Given records:
···
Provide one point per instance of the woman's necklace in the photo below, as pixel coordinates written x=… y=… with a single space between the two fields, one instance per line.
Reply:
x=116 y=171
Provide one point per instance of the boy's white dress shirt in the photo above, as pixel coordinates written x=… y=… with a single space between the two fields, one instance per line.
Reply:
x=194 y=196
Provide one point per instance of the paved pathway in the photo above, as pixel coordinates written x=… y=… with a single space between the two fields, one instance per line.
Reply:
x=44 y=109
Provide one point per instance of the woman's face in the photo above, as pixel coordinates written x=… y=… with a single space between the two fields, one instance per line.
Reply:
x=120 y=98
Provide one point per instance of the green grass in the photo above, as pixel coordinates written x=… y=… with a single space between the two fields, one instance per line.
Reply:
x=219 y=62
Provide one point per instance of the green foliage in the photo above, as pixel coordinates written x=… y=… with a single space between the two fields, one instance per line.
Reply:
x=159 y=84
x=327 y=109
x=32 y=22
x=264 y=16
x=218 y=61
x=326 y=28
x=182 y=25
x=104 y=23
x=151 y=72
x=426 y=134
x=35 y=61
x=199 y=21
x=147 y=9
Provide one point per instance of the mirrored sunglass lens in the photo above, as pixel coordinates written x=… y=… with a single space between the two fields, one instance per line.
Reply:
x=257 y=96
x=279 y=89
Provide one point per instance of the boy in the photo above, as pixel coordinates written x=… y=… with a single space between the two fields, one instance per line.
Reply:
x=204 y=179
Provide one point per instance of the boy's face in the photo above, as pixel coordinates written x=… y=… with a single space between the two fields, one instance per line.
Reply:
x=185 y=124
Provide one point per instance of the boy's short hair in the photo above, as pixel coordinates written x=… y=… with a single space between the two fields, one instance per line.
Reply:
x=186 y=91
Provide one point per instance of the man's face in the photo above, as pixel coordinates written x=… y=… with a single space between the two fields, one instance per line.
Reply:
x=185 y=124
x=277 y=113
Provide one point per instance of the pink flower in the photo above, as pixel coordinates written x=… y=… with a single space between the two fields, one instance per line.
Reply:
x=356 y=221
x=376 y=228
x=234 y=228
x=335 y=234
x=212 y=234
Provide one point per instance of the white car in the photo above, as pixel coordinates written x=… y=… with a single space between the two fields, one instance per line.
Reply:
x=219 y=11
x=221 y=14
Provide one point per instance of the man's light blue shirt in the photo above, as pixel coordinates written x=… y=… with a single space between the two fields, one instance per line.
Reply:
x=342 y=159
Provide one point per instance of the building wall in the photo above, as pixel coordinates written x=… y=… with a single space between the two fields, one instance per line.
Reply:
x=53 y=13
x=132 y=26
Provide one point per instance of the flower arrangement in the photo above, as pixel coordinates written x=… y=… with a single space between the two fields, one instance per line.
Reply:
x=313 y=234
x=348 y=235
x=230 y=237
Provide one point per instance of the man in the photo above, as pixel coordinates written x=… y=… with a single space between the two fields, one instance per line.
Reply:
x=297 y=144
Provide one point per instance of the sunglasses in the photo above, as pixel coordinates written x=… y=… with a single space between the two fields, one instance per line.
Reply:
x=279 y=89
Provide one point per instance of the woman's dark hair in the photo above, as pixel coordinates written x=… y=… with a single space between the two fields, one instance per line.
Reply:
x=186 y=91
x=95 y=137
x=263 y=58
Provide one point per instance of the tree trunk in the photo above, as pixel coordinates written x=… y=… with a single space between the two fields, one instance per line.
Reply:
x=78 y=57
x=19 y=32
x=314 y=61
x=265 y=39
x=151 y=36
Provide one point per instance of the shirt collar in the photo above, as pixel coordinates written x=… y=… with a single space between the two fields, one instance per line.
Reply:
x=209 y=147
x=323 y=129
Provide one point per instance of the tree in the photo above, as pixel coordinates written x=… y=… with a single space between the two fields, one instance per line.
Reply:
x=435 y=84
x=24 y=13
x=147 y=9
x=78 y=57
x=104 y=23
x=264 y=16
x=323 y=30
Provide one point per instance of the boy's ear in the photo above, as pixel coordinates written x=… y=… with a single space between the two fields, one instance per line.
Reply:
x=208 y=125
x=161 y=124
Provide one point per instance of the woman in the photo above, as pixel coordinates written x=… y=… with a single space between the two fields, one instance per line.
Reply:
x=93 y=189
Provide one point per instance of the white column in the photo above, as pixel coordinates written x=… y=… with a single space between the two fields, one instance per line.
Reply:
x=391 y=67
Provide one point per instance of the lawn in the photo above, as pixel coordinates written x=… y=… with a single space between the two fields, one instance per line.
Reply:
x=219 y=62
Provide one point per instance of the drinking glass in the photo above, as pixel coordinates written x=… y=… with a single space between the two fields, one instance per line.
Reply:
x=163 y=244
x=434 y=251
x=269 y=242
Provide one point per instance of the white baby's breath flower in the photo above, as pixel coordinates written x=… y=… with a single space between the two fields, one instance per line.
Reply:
···
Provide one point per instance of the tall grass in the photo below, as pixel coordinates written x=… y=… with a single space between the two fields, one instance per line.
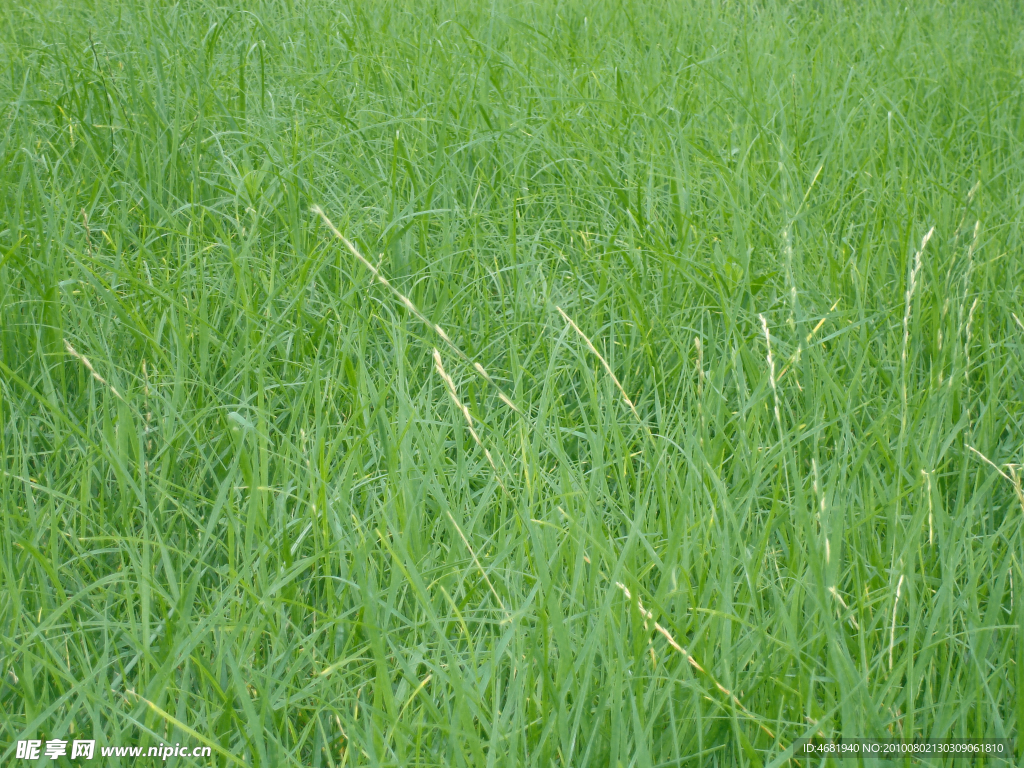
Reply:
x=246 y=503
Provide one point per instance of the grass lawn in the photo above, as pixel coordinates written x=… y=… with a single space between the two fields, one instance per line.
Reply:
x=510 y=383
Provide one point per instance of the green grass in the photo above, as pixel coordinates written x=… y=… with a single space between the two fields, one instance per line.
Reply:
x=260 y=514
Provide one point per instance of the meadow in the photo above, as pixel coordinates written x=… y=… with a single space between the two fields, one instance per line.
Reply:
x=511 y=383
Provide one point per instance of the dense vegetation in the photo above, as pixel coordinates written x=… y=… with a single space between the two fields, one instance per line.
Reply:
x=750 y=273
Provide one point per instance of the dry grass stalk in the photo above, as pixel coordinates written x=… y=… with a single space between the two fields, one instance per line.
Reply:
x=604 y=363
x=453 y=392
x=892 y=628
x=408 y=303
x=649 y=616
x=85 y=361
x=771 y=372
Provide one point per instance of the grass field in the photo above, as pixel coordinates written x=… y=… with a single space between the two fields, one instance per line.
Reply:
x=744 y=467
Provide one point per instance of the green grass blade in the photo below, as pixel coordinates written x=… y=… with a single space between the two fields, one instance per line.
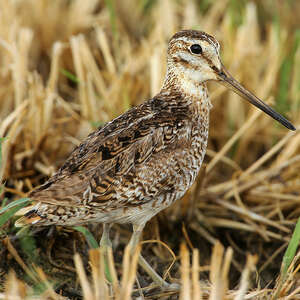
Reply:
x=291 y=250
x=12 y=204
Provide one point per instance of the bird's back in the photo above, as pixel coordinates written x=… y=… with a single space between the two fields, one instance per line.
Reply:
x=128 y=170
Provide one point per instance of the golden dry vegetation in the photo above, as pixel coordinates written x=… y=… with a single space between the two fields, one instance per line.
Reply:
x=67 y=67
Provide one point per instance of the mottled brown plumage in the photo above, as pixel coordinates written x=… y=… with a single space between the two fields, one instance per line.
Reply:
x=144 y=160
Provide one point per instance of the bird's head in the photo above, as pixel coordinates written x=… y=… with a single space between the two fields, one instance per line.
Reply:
···
Work instructions: Reproduce the listing from the line containing "Provide one point per instance of the woman's necklace" through the line containing "x=116 y=171", switching "necklace" to "bracelet" and leaving everything else unchanged.

Exercise solution:
Provide one point per instance of the woman's bracelet in the photo below, as pixel coordinates written x=… y=… with a single space between the two fields, one instance per line.
Reply:
x=116 y=171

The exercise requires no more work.